__TO DO__
What number of lines in the material contain the word "suit"? Give that number alone.
** Opening INPUT RECORDS block **
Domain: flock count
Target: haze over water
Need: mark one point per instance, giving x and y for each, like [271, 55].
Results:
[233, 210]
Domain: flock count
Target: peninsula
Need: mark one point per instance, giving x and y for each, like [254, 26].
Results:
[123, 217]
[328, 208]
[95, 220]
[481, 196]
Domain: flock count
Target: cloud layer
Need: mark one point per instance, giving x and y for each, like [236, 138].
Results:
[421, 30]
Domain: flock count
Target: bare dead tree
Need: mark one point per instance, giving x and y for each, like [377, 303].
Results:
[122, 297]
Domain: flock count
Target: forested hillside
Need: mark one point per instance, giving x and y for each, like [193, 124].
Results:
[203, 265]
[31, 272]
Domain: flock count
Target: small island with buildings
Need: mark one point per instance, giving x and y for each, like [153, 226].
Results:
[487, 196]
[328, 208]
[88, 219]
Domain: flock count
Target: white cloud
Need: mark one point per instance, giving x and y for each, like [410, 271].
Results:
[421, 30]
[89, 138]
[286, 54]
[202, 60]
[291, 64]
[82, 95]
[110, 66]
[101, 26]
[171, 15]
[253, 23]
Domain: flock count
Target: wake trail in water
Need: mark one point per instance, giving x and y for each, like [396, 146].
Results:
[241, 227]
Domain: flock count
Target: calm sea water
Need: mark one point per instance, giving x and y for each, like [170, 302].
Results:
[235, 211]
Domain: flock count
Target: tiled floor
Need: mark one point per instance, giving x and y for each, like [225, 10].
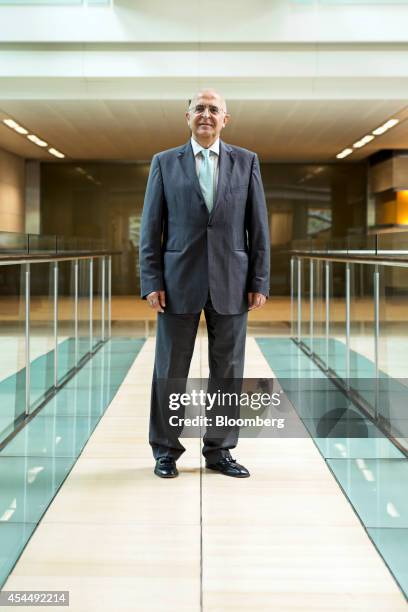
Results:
[118, 538]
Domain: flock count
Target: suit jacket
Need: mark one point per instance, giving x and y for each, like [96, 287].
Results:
[188, 252]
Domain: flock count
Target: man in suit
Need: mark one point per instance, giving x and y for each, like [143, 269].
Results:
[204, 244]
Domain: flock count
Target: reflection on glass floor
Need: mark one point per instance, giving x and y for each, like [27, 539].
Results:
[371, 470]
[38, 459]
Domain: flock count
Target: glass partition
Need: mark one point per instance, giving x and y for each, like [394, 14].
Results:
[84, 305]
[304, 294]
[42, 331]
[393, 323]
[66, 319]
[13, 353]
[319, 311]
[97, 300]
[352, 313]
[337, 341]
[362, 314]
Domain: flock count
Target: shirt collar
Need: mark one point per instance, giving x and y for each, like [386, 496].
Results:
[197, 148]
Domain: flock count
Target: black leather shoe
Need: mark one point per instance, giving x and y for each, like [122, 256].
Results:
[229, 467]
[166, 467]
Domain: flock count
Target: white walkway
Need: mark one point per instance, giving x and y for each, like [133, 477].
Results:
[119, 538]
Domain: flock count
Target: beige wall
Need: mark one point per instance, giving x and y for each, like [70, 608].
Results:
[12, 187]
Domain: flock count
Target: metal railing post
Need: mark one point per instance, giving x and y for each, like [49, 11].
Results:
[292, 314]
[376, 335]
[311, 304]
[348, 304]
[55, 323]
[27, 273]
[91, 305]
[76, 309]
[327, 311]
[109, 295]
[103, 299]
[299, 308]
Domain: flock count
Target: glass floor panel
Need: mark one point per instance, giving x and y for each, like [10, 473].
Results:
[371, 470]
[35, 463]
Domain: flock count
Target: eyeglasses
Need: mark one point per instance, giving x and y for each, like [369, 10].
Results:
[200, 108]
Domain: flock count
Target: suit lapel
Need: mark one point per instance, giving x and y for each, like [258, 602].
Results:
[187, 162]
[226, 165]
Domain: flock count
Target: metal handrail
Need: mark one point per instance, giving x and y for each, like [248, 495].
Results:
[349, 258]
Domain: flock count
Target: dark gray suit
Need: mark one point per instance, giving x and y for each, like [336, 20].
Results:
[201, 260]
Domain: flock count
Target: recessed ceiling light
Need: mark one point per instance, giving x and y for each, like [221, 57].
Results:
[37, 141]
[363, 141]
[344, 153]
[15, 126]
[386, 126]
[56, 153]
** Closing INPUT RECORDS block **
__SOLUTION FOR THIS TASK__
4